Start READING PASSAGE

James v. State, No. 1275S385
Docket Nº | No. 1275S385 |
Citation | 265 Ind. 384, 354 N.E.2d 236 |
Case Date | September 22, 1976 |
Court | Supreme Court of Indiana |
Page 236
v.
STATE of Indiana, Appellee.
Page 238
[265 Ind. 385] Anthony V. Luber, South Bend, for appellant.
Theodore L. Sendak, Atty. Gen., Arthur Thaddeus Perry, Deputy Atty. Gen., Indianapolis, for appellee.
DEBRULER, Justice.
Defendant-appellant, Sam James, Jr., was convicted of first degree murder, Ind. Code § 35--13--4--1, after a trial by jury, and was sentenced to life imprisonment. He claims that the trial court erred in six respects:
(1) The trial court admitted over objection State's exhibit 1, a photograph of the victim's body.
(2) The trial court gave State's Instruction No. 3, defining the elements of the offense of first degree murder.
(3) The trial court gave State's Instruction No. 5, concerning the jury's consideration of the evidence.
(4) The trial court gave State's Instruction No. 6, charging the jurors that they might consider flight as a circumstance showing guilt.
(5) The trial court gave State's Instruction No. 8 concerning the availability of voluntary intoxication as a defense.
(6) The verdict is alleged to be unsupported by sufficient evidence of premeditation and sanity.

End READING PASSAGE

• STATED PROBLEM 1
Answer these questions about the opinion, one per line:
(a) Which court decided the case?
(b) What sentence did the defendant receive?
(c) Which State's instruction told the jurors they might consider flight as a circumstance showing guilt?
• STATED PROBLEM 2
Rewrite the part of the opinion between "Theodore L. Sendak, Atty." and "of the evidence.", inclusive, replacing "trial by jury" with "jury trial".
• STATED PROBLEM 3
Summarize the opinion in two sentences.
The items that follow come from a different source than the opinion.

Start RECORDS PROVIDED

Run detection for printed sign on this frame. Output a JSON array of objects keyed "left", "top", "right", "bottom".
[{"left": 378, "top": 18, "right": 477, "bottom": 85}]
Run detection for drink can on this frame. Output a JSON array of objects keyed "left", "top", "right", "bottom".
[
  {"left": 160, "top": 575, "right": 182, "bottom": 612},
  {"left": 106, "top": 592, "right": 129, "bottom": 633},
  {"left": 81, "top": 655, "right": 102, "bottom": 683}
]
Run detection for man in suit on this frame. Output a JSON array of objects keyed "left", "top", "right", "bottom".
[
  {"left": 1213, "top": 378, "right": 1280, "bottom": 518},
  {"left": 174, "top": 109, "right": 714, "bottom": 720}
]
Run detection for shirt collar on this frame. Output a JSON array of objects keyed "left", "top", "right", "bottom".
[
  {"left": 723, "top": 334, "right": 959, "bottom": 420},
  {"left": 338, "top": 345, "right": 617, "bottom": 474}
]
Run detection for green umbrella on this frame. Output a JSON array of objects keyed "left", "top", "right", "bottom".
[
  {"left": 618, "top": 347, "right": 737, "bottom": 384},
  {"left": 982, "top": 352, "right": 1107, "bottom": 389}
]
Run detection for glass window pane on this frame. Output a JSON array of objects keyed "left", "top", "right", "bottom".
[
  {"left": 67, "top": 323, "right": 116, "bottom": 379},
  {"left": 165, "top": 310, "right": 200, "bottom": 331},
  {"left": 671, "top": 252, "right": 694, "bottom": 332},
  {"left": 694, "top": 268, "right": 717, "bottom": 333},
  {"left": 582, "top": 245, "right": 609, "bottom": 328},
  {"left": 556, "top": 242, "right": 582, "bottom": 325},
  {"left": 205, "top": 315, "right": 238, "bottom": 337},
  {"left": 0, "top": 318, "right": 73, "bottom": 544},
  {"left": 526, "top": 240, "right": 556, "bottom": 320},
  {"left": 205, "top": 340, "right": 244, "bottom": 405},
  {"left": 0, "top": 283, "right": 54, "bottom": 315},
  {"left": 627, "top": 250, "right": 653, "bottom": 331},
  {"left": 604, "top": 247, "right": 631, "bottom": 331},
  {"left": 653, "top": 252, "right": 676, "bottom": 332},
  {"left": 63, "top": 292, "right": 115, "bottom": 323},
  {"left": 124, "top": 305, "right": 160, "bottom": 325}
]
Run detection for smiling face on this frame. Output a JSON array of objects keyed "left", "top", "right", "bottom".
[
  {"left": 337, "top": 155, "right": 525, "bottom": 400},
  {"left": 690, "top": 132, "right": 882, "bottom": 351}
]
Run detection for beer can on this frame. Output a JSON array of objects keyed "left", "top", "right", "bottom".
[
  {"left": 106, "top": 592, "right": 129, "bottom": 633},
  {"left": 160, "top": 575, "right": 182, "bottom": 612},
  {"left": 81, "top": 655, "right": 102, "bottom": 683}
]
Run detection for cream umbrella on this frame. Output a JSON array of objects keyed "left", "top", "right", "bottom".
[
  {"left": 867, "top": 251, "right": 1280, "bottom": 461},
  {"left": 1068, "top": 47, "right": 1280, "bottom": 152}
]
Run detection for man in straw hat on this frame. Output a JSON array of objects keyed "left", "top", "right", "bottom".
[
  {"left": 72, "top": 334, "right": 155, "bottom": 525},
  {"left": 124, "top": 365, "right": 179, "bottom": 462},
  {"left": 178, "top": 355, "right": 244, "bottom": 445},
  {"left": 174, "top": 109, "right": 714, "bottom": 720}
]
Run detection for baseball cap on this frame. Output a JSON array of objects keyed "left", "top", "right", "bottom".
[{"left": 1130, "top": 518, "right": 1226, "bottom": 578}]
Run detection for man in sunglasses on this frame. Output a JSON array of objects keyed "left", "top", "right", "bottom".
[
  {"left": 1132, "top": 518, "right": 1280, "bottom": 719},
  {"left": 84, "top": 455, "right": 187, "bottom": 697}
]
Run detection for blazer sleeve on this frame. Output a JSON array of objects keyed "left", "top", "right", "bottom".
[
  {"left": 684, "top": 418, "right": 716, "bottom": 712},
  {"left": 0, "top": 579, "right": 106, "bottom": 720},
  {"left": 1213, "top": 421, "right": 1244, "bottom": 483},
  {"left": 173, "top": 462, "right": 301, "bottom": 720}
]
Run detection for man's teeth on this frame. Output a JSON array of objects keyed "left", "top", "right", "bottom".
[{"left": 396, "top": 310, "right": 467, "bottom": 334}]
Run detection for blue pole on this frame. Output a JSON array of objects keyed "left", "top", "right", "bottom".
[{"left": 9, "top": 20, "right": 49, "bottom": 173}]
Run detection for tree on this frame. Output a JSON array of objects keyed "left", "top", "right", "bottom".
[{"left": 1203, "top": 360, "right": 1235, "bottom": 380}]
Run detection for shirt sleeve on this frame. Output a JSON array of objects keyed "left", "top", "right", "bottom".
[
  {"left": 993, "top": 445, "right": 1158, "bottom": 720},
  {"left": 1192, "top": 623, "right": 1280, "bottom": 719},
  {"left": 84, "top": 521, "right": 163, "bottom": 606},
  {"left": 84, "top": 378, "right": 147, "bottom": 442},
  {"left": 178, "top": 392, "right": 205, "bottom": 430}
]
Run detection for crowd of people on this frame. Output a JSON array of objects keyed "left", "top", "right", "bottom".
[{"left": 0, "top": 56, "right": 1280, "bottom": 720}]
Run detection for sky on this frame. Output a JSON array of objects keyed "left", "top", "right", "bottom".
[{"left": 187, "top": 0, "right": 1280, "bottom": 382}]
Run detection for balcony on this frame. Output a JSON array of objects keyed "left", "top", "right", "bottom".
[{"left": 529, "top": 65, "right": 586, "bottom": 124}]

End RECORDS PROVIDED

• FINAL RESULT 1
(a) The Supreme Court of Indiana
(b) Life imprisonment
(c) State's Instruction No. 6

• FINAL RESULT 2
Theodore L. Sendak, Atty. Gen., Arthur Thaddeus Perry, Deputy Atty. Gen., Indianapolis, for appellee.
DEBRULER, Justice.
Defendant-appellant, Sam James, Jr., was convicted of first degree murder, Ind. Code § 35--13--4--1, after a jury trial, and was sentenced to life imprisonment. He claims that the trial court erred in six respects:
(1) The trial court admitted over objection State's exhibit 1, a photograph of the victim's body.
(2) The trial court gave State's Instruction No. 3, defining the elements of the offense of first degree murder.
(3) The trial court gave State's Instruction No. 5, concerning the jury's consideration of the evidence.

• FINAL RESULT 3
Sam James, Jr. was convicted of first degree murder after a trial by jury and sentenced to life imprisonment. He claims the trial court erred in six respects, including admitting a photograph of the victim's body over objection and giving several of the State's instructions, and he also alleges that the evidence of premeditation and sanity was insufficient to support the verdict.